§ ACTIVITY
Here is a set of records. Copy them all exactly.

§ INPUT
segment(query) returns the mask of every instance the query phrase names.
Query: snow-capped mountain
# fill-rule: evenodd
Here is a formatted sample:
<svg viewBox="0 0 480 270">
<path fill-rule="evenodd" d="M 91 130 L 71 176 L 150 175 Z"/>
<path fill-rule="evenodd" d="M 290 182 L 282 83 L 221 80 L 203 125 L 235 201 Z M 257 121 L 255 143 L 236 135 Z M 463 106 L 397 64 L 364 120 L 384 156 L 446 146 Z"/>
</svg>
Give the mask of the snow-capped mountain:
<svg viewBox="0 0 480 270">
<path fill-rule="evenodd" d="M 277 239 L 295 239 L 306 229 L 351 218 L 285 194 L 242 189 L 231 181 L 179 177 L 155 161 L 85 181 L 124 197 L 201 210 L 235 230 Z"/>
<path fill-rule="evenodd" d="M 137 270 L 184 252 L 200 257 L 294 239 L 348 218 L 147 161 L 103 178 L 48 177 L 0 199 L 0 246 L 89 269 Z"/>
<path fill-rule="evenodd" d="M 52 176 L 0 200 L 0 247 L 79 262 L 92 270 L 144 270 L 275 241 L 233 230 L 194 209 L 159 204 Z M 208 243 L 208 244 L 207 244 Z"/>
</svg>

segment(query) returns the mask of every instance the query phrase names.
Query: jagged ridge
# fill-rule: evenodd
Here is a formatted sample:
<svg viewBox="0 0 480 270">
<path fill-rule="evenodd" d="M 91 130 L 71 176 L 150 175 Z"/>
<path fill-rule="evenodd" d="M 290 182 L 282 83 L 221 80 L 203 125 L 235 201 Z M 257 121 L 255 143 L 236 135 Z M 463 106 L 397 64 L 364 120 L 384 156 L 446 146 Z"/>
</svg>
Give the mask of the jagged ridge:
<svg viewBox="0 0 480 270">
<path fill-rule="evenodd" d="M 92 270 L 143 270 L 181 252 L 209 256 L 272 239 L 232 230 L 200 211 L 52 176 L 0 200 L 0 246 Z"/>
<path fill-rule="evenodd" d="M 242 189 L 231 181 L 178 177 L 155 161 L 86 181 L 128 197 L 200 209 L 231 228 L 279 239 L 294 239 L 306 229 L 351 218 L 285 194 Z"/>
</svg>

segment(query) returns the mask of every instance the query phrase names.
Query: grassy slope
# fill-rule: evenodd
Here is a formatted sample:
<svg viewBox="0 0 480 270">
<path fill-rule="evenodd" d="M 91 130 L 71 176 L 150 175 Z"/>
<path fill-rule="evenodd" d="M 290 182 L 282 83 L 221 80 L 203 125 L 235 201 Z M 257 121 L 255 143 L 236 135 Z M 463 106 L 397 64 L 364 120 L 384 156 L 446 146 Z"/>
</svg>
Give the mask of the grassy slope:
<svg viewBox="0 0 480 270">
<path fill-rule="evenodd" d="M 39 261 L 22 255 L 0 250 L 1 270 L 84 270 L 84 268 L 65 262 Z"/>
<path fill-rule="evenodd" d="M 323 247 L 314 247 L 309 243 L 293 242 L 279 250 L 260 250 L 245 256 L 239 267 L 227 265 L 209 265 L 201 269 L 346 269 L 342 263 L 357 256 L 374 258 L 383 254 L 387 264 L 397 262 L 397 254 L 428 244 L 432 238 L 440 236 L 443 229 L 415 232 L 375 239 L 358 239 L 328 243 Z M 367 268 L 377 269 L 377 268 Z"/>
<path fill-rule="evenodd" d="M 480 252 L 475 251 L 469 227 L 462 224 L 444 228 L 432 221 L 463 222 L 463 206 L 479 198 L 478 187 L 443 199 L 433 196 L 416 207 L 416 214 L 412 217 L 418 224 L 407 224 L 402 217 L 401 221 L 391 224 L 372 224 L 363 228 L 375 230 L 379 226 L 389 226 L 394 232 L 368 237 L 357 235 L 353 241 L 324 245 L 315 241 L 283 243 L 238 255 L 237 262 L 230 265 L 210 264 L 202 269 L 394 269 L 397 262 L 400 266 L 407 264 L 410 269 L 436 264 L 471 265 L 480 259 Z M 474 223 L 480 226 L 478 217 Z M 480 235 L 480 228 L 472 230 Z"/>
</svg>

§ OUTPUT OF THE TASK
segment(query) returns the mask of every instance the query phrase names.
Query: snow-capped mountain
# fill-rule: evenodd
Here is a formatted sample:
<svg viewBox="0 0 480 270">
<path fill-rule="evenodd" d="M 91 130 L 71 176 L 150 175 Z"/>
<path fill-rule="evenodd" d="M 290 182 L 282 83 L 221 80 L 203 125 L 235 201 Z M 257 121 L 255 143 L 236 135 Z M 463 106 L 397 64 L 364 120 L 384 156 L 446 146 Z"/>
</svg>
Give the mask of the snow-capped mountain:
<svg viewBox="0 0 480 270">
<path fill-rule="evenodd" d="M 277 239 L 295 239 L 306 229 L 351 218 L 285 194 L 242 189 L 231 181 L 179 177 L 155 161 L 85 181 L 124 197 L 201 210 L 235 230 Z"/>
<path fill-rule="evenodd" d="M 137 270 L 184 252 L 200 257 L 294 239 L 348 218 L 147 161 L 103 178 L 48 177 L 0 199 L 0 246 L 89 269 Z"/>
<path fill-rule="evenodd" d="M 52 176 L 0 200 L 0 247 L 79 262 L 92 270 L 144 270 L 275 241 L 233 230 L 194 209 L 159 204 Z M 208 243 L 208 244 L 207 244 Z"/>
</svg>

segment(query) returns the mask of every instance the query phrase names.
Query: jagged ridge
# fill-rule: evenodd
Here is a formatted sample:
<svg viewBox="0 0 480 270">
<path fill-rule="evenodd" d="M 91 130 L 71 176 L 150 175 Z"/>
<path fill-rule="evenodd" d="M 290 182 L 282 83 L 221 80 L 203 125 L 235 201 Z M 257 121 L 255 143 L 236 135 Z M 463 106 L 397 64 L 364 120 L 384 156 L 446 146 Z"/>
</svg>
Give the mask of the jagged ridge:
<svg viewBox="0 0 480 270">
<path fill-rule="evenodd" d="M 92 270 L 143 270 L 181 252 L 209 256 L 272 239 L 232 230 L 200 211 L 52 176 L 0 200 L 0 246 Z"/>
<path fill-rule="evenodd" d="M 242 189 L 231 181 L 178 177 L 155 161 L 86 181 L 128 197 L 200 209 L 231 228 L 279 239 L 294 239 L 306 229 L 351 218 L 285 194 Z"/>
</svg>

segment(query) returns the mask of every instance the query phrase names.
Query: grassy slope
# fill-rule: evenodd
Here is a formatted sample:
<svg viewBox="0 0 480 270">
<path fill-rule="evenodd" d="M 91 130 L 71 176 L 150 175 Z"/>
<path fill-rule="evenodd" d="M 290 182 L 282 83 L 221 80 L 203 125 L 235 201 Z M 257 121 L 255 143 L 236 135 Z M 463 106 L 397 64 L 364 120 L 384 156 L 446 146 Z"/>
</svg>
Give the mask of the grassy slope:
<svg viewBox="0 0 480 270">
<path fill-rule="evenodd" d="M 39 261 L 22 255 L 0 250 L 1 270 L 84 270 L 84 268 L 65 262 Z"/>
<path fill-rule="evenodd" d="M 323 247 L 314 247 L 309 243 L 293 242 L 279 250 L 260 250 L 245 256 L 239 267 L 227 265 L 209 265 L 201 269 L 346 269 L 342 263 L 357 256 L 374 258 L 383 254 L 387 264 L 397 262 L 397 254 L 428 244 L 432 238 L 440 236 L 443 229 L 415 232 L 375 239 L 358 239 L 328 243 Z M 367 268 L 377 269 L 377 268 Z"/>
<path fill-rule="evenodd" d="M 480 252 L 475 251 L 469 227 L 462 224 L 444 228 L 432 221 L 463 222 L 463 206 L 479 198 L 478 187 L 443 199 L 433 196 L 416 207 L 416 214 L 412 217 L 418 224 L 407 224 L 402 217 L 401 221 L 391 224 L 372 224 L 363 228 L 375 230 L 379 226 L 389 226 L 394 232 L 368 237 L 357 235 L 353 241 L 324 245 L 315 241 L 283 243 L 238 255 L 237 262 L 230 265 L 210 264 L 202 269 L 394 269 L 397 262 L 400 266 L 407 264 L 410 269 L 436 264 L 471 265 L 480 259 Z M 474 223 L 480 226 L 478 217 Z M 480 235 L 480 228 L 472 230 Z"/>
</svg>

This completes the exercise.